** BEGIN Material supplied **
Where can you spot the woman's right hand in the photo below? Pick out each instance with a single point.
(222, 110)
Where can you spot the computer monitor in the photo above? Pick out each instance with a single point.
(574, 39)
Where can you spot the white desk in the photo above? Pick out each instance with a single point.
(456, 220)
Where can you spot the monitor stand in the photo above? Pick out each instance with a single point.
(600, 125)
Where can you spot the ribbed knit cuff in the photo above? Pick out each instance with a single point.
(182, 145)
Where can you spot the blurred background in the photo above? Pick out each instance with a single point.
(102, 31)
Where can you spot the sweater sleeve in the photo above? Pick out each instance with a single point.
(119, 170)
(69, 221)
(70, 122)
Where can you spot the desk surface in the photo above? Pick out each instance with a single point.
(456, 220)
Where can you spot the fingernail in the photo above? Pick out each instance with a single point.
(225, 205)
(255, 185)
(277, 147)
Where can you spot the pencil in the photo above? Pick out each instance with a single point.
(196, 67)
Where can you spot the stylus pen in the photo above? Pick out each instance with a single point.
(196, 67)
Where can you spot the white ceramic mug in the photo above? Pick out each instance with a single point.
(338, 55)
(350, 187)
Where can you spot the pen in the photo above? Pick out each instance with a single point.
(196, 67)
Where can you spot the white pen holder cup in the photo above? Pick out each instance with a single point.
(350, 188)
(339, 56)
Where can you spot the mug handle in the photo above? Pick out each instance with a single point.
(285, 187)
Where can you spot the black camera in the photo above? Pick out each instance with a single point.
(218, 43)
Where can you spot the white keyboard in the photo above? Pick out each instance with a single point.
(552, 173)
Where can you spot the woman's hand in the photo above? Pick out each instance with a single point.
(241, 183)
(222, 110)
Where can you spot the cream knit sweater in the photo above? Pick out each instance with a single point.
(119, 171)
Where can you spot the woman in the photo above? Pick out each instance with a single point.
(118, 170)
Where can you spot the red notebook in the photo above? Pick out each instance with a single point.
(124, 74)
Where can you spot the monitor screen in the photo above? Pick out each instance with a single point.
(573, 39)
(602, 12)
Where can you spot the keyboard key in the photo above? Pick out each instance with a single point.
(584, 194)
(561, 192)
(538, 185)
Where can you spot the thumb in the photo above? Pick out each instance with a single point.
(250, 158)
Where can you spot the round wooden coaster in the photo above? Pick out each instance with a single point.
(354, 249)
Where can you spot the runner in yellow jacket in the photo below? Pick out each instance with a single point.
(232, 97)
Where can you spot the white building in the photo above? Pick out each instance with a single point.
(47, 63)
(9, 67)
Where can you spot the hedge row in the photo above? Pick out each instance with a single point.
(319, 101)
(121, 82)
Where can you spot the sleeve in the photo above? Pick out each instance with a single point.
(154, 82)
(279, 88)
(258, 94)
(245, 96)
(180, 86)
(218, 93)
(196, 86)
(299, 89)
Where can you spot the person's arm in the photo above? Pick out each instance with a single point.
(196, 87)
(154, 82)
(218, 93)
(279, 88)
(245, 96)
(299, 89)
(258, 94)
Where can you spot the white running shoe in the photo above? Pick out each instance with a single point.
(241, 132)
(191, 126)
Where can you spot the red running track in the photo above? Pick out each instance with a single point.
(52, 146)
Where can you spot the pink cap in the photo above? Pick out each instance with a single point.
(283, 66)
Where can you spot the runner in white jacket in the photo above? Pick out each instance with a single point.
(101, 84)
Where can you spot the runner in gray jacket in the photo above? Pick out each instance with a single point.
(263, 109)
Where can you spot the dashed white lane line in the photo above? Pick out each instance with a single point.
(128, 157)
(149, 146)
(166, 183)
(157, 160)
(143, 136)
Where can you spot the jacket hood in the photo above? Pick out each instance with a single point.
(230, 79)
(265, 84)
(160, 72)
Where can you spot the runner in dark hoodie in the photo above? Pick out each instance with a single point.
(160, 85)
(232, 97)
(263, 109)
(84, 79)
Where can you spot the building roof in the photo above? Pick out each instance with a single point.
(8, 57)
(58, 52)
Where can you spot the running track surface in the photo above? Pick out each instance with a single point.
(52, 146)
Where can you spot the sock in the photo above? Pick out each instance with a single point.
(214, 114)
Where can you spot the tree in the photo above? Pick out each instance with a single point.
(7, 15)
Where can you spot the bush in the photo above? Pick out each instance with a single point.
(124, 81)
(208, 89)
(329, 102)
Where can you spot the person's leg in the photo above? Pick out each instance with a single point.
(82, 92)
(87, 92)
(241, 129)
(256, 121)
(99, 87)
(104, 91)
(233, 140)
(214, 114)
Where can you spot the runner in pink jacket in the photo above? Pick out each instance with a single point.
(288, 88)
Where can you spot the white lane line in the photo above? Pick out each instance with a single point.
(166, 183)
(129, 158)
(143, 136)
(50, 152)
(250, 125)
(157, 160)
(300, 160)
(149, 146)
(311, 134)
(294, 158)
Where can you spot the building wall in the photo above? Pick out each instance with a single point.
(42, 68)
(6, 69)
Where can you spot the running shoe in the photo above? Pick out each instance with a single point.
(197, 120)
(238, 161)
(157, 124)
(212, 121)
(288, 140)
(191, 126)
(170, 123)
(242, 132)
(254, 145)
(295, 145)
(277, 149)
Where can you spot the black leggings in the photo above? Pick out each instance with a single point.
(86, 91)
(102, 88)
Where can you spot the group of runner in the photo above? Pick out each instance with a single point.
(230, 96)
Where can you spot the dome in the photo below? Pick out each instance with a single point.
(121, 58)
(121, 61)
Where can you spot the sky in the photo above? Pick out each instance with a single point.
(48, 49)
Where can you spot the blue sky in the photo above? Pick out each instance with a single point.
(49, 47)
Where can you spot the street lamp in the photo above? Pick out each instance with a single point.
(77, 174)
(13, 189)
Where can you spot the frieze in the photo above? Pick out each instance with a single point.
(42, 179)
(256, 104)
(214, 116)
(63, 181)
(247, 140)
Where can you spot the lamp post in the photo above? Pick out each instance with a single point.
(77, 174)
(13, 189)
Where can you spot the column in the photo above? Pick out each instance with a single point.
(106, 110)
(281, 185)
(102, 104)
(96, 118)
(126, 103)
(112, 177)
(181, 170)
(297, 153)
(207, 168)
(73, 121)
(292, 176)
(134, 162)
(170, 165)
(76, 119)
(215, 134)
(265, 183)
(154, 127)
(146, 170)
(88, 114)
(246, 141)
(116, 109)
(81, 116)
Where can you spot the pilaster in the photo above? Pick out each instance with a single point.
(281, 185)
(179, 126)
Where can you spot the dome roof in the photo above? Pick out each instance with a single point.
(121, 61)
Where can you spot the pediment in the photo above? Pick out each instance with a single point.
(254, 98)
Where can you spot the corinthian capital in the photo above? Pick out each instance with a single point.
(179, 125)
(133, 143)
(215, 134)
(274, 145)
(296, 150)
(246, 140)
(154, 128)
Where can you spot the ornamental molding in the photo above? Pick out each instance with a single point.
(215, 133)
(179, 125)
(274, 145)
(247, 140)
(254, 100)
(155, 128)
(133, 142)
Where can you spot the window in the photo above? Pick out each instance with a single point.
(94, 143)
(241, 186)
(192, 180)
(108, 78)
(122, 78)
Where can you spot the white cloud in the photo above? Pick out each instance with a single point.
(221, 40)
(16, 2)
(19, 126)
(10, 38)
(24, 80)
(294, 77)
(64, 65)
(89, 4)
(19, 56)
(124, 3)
** END Material supplied **
• Goal
Reproduce each line of the material above precisely.

• Solved exercise
Where can you spot the woman's right hand in the photo below? Pick out each instance with a single point.
(222, 110)
Where can you spot the computer monitor in the photo above? Pick out each instance with a single point.
(574, 39)
Where can you spot the white desk in the photo above? Pick out each instance with a single point.
(456, 220)
Where can you spot the monitor stand in the photo above? Pick out each instance with a single point.
(600, 125)
Where can you spot the ribbed knit cuff in the photo above? Pick out each instance with a single point.
(182, 145)
Where can you spot the blurred background in the photo above? Pick out each instance with a single point.
(102, 31)
Where can you spot the sweater sleeve in the photo above? Pick out each instance with a single point.
(119, 170)
(69, 221)
(70, 122)
Where can you spot the desk surface in the photo above? Pick out each instance with a single point.
(456, 220)
Where can you spot the fingernail in the photo above? Pick out each instance with a single point.
(225, 205)
(255, 185)
(277, 147)
Where can you spot the pencil in the photo above? Pick out each instance with a single point.
(196, 67)
Where can you spot the stylus pen in the photo above? Pick out each instance with a single point.
(196, 67)
Where can you spot the white ceramic mug in the photo above? Pick out each instance with a single point.
(338, 55)
(350, 187)
Where can you spot the pen in the photo above? Pick out each instance with a single point.
(196, 67)
Where can you spot the white pen holder cup in the photo above? Pick out each instance with a single point.
(350, 188)
(339, 56)
Where can you spot the mug handle in the photo above? Pick out each instance with a single point.
(285, 187)
Where can you spot the black camera in the photo above? Pick out each instance with a single point.
(218, 43)
Where can you spot the white keyboard in the photo above? Pick out each instance with a single point.
(552, 173)
Where can you spot the woman's hand in the photo above? Pick out each instance with a single point.
(241, 183)
(222, 110)
Where can you spot the cream knit sweater in the photo above? Pick out each instance with a single point.
(119, 171)
Where can you spot the woman in the photo above? Pick out each instance with a single point.
(118, 170)
Where can you spot the red notebook in the photo above? Pick out each instance with a single point.
(124, 74)
Where can you spot the monitor screen in the photo above? Pick out each instance with a single point.
(573, 39)
(602, 12)
Where can you spot the keyboard key in the photo above? Pick out each instance with a single point.
(584, 194)
(561, 192)
(538, 185)
Where can you spot the thumb in the photo above? Pick out each instance with a single point.
(250, 158)
Where can you spot the round wooden coaster in the photo above? Pick out each instance with a single point.
(354, 249)
Where can you spot the runner in yellow jacket in the photo below? Pick out each instance with a single point.
(232, 97)
Where can you spot the white building in the photo above? Pick out each instance with a single point.
(47, 63)
(9, 67)
Where can you spot the hedge row in the photo above? Pick out each instance with a single point.
(319, 101)
(121, 82)
Where can you spot the sleeve in the photo above? Pick out each instance with a single point.
(154, 82)
(279, 88)
(258, 94)
(245, 96)
(180, 86)
(218, 93)
(196, 86)
(299, 89)
Where can you spot the person's arm in the photo above? Pick out each instance with a single point.
(196, 87)
(154, 82)
(218, 93)
(279, 88)
(245, 96)
(299, 89)
(258, 94)
Where can you spot the white running shoe in the photo above? Pick out each instance with a single point.
(241, 132)
(191, 126)
Where can you spot the red running track in the photo above? Pick out each instance with a single point.
(52, 146)
Where can you spot the pink cap in the photo above? Pick out each instance with a single point.
(283, 66)
Where can you spot the runner in white jacket in the photo above? Pick out each instance with a single point.
(101, 84)
Where can you spot the runner in gray jacket in the photo above? Pick out each instance with a single point.
(263, 109)
Where can you spot the dashed white lane line in the photo above? Pick out each instance with a single point.
(128, 157)
(149, 146)
(166, 183)
(157, 160)
(143, 136)
Where can you spot the jacket hood in the photo above? Pick out each instance with a single point.
(230, 79)
(265, 84)
(160, 72)
Where can you spot the runner in dark hoodie in the photo above? Pick out each instance with a single point.
(160, 85)
(232, 97)
(263, 109)
(84, 79)
Where can you spot the building roof in the photo above? Pick out each instance with a single point.
(8, 57)
(58, 52)
Where can you spot the running track surface in the photo above? Pick out each instance with a single point.
(52, 146)
Where can you spot the sock in the photo above? Pick out each instance with a single point.
(214, 114)
Where can you spot the tree in the photo above? Pick out each instance with a single point.
(7, 15)
Where can you spot the bush in the photo above? Pick out each instance with a single point.
(124, 81)
(208, 89)
(329, 102)
Where can you spot the person's leg in the photo above? Pick out each instance with a single point.
(82, 92)
(87, 92)
(241, 129)
(256, 121)
(99, 87)
(104, 91)
(233, 140)
(214, 114)
Where can you spot the runner in pink jacket in the photo above? Pick out each instance with a single point.
(288, 88)
Where can you spot the white lane line in the photo above? Pick out each instance with a single point.
(166, 183)
(129, 158)
(143, 136)
(50, 152)
(250, 125)
(157, 160)
(300, 160)
(149, 146)
(311, 134)
(294, 158)
Where can you spot the building wall in the photo above? Pick out each instance with a single point.
(42, 68)
(6, 69)
Where can you spot the running shoe in the photo above? Pick out each instance with a single point.
(197, 120)
(238, 161)
(157, 124)
(212, 121)
(288, 140)
(191, 126)
(170, 123)
(242, 132)
(254, 145)
(295, 145)
(277, 149)
Where can you spot the black leggings in the photo above? Pick out each instance with a single point.
(86, 91)
(102, 88)
Where can you spot the group of runner in the photo above? Pick out each instance with a single point.
(230, 96)
Where can you spot the dome in the photo below? Pick out each instance with a single point.
(121, 58)
(121, 61)
Where can you spot the sky in the photo above? Pick out each instance with a single point.
(48, 49)
Where can you spot the blue sky in the photo above? Pick out each instance with a single point.
(49, 47)
Where can you spot the street lamp in the photo above? Pick out each instance with a single point.
(77, 174)
(13, 189)
Where can you spot the frieze in the photo above? Pick out each instance with a single point.
(42, 179)
(256, 104)
(214, 116)
(63, 181)
(247, 140)
Where can you spot the lamp post in the photo above? Pick out each instance with a single point.
(77, 174)
(13, 189)
Where can you spot the column in the photo above? Pick out each instance with a single point.
(106, 110)
(281, 185)
(102, 104)
(96, 118)
(126, 103)
(112, 177)
(181, 170)
(297, 153)
(207, 168)
(73, 121)
(292, 176)
(134, 162)
(170, 165)
(76, 119)
(215, 134)
(265, 183)
(154, 127)
(146, 170)
(88, 114)
(246, 141)
(116, 109)
(81, 116)
Where can you spot the pilaster in the photo above? Pick out each instance with a single point.
(281, 185)
(179, 126)
Where can you spot the dome roof in the photo above? Pick out each instance with a single point.
(121, 61)
Where can you spot the pediment in the photo above? Pick out each instance with a single point.
(254, 98)
Where can you spot the corinthian capital in the photo above? Pick out each instance with a single point.
(179, 125)
(133, 143)
(215, 134)
(274, 145)
(296, 150)
(246, 140)
(154, 128)
Where can you spot the ornamental molding in the photo above? Pick out each instance with a single point.
(215, 133)
(179, 125)
(274, 145)
(247, 140)
(254, 100)
(155, 128)
(133, 142)
Where can you spot the window in the photo above? Pick out each instance with a single point.
(94, 143)
(241, 186)
(192, 180)
(108, 78)
(122, 78)
Where can you spot the white cloud in the photo above? Pick out each instance with a single point.
(221, 40)
(16, 2)
(19, 126)
(10, 38)
(24, 80)
(294, 77)
(64, 65)
(89, 4)
(19, 56)
(124, 3)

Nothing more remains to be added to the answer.